• _Trecho para leitura_:
□ □ □ □ □

APELAÇÃO CÍVEL (198) Nº 0002326-27.2016.4.03.6183
RELATOR: Gab. 24 - DES. FED. PAULO DOMINGUES
APELANTE: INSTITUTO NACIONAL DO SEGURO SOCIAL - INSS
APELADO: IZOLINA GONZAGA CENDAROGLO
Advogado do(a) APELADO: RENATA GARCIA CHICON - SP255459-A
OUTROS PARTICIPANTES:
APELAÇÃO CÍVEL (198) Nº 0002326-27.2016.4.03.6183
RELATOR: Gab. 24 - DES. FED. PAULO DOMINGUES
APELANTE: INSTITUTO NACIONAL DO SEGURO SOCIAL - INSS
APELADO: IZOLINA GONZAGA CENDAROGLO
Advogado do(a) APELADO: RENATA GARCIA CHICON - SP255459
OUTROS PARTICIPANTES:
R E L A T Ó R I O
Trata-se de ação ajuizada em face do Instituto Nacional do Seguro Social – INSS, objetivando a parte autora a concessão do benefício de pensão por morte em decorrência do óbito de seu marido, Demitro Cendaroglo, ocorrido em 16/11/2014.
A sentença julgou parcialmente procedente o pedido para condenar o INSS a conceder a pensão por morte à autora, a partir da data do requerimento administrativo (08/09/2015) e ao pagamento das parcelas em atraso, corrigidas monetariamente e acrescidas de juros de mora nos termos do Manual de Cálculos da Justiça Federal. Determinou a devolução dos valores recebidos a título de benefício assistencial mediante desconto mensal limitado a 10% do benefício. Diante da sucumbência recíproca, estabeleceu que as despesas processuais e os honorários advocatícios, arbitrados em 10% (dez por cento) sobre o valor da condenação até a data da sentença, nos termos da Súmula n. 111 do STJ, serão proporcionalmente distribuídos entre as partes.
Dispensado o reexame necessário, nos termos do §3º do artigo 496 do Código de Processo Civil/2015.
Apela o Instituto Nacional do Seguro Social – INSS requerendo, preliminarmente, o reconhecimento da nulidade da sentença ante o julgamento extra petita, a revogação da tutela antecipada e o conhecimento da remessa oficial. No mérito, sustenta em síntese, que não restou comprovada a dependência econômica, devendo ser julgado improcedente o pedido. Subsidiariamente, requer a dedução integral, em sede de liquidação do julgado, dos valores percebidos pela parte autora a título de benefício assistencial nos períodos concomitantes dos benefícios, a observância do art. 1º - F da Lei n. 9.494/97, com redação dada pela Lei n. 11.960/2009 quanto aos juros de mora e a correção monetária, bem como a redução do montante fixado a título de honorários advocatícios.
Sem contrarrazões, vieram os autos a esta Corte.
É o relatório.

□ □ □ □ □

• _Registros_:
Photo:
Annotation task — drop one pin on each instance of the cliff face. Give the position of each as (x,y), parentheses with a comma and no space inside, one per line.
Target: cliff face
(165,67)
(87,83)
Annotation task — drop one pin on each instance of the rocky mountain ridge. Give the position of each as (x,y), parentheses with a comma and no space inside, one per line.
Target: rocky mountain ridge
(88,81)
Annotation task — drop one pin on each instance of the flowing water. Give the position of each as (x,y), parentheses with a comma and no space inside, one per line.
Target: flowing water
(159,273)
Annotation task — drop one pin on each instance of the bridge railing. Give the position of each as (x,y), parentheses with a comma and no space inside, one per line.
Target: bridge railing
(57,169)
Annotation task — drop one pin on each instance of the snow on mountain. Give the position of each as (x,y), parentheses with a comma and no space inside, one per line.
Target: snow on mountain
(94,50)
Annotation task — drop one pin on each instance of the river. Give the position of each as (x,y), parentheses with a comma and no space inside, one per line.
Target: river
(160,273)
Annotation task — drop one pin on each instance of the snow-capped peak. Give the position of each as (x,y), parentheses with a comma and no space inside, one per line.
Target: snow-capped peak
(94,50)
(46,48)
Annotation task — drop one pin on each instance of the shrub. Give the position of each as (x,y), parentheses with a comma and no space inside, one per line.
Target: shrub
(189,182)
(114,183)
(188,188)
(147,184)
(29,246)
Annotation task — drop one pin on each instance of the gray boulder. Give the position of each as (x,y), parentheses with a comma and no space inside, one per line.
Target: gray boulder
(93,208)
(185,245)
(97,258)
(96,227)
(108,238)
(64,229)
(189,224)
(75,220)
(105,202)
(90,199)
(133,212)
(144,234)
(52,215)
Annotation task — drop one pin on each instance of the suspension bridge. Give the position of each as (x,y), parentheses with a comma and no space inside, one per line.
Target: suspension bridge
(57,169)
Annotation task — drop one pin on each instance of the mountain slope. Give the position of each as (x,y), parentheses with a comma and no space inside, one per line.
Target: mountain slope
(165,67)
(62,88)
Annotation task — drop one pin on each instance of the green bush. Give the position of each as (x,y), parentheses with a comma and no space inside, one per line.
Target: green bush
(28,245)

□ □ □ □ □

• _Instruções_:
1. Responda com base no relatório da apelação:
(a) Em que data ocorreu o óbito do marido da autora?
(b) A partir de que data a sentença determinou a concessão da pensão por morte?
(c) A que limite a sentença restringiu o desconto mensal para a devolução dos valores recebidos a título de benefício assistencial?
2. Prossiga o relatório da apelação sobre a pensão por morte a partir do ponto em que ele termina.

• _Respostas do exercício_:
1.
(a) Em 16/11/2014.
(b) A partir da data do requerimento administrativo, 08/09/2015.
(c) A 10% do benefício.

2.
APELAÇÃO CÍVEL (198) Nº 0002326-27.2016.4.03.6183
RELATOR: Gab. 24 - DES. FED. PAULO DOMINGUES
APELANTE: INSTITUTO NACIONAL DO SEGURO SOCIAL - INSS
APELADO: IZOLINA GONZAGA CENDAROGLO
Advogado do(a) APELADO: RENATA GARCIA CHICON - SP255459
OUTROS PARTICIPANTES:
V O T O
Presentes os pressupostos de admissibilidade, conheço do recurso de apelação do INSS.
PRELIMINARES
Inicialmente, ressalto que a sentença não incorreu em julgamento extra petita porquanto não decidiu pretensão diversa daquela pleiteada nos presentes autos. A determinação do desconto do benefício assistencial decorre da impossibilidade de cumulação deste benefício com a pensão por morte concedida, nos termos do §4º do art. 20 da Lei n. 8.742/93.
Também observo que é plenamente possível a antecipação dos efeitos da tutela contra a Fazenda Pública nas causas de natureza previdenciária e assistencial. Precedentes (STF, Rcl 1067 / RS, Tribunal Pleno, Relatora Min. Ellen Gracie, j. 05/9/2002, v.u., DJ 14/02/2003, p. 60; STJ, RESP 539621, Sexta Turma, Relator Min. Hamilton Carvalhido, j. 26/5/2004, v.u., DJ 02/8/2004, p. 592)
Nos termos do artigo 300 do Código de Processo Civil/2015, vigente à época da sentença, o juiz poderá, a requerimento da parte, antecipar, total ou parcialmente, os efeitos da tutela pretendida no pedido inicial, desde que evidenciada a prova do direito e o perigo de dano ou o risco ao resultado útil do processo.
No caso, conforme avaliação do Juízo a quo, restaram configurados os requisitos autorizadores da concessão do benefício, pelo que mantenho seus efeitos.
Embora não seja possível, de plano, aferir-se o valor exato da condenação, pode-se concluir, pelo termo inicial do benefício (08/09/2015), seu valor aproximado e a data da sentença (08/09/2016), que o valor total da condenação será inferior à importância de 1.000 (mil) salários mínimos estabelecida no inciso I do §3º do artigo 496 do Código de Processo Civil de 2015.
Afinal, o valor que superaria a remessa oficial é equivalente a 14 anos de benefícios calculados no valor máximo, o que certamente não será o caso dos autos.
Assim, é nítida a inadmissibilidade, na hipótese em tela, da remessa necessária.
Rejeito as preliminares e passo ao exame do mérito.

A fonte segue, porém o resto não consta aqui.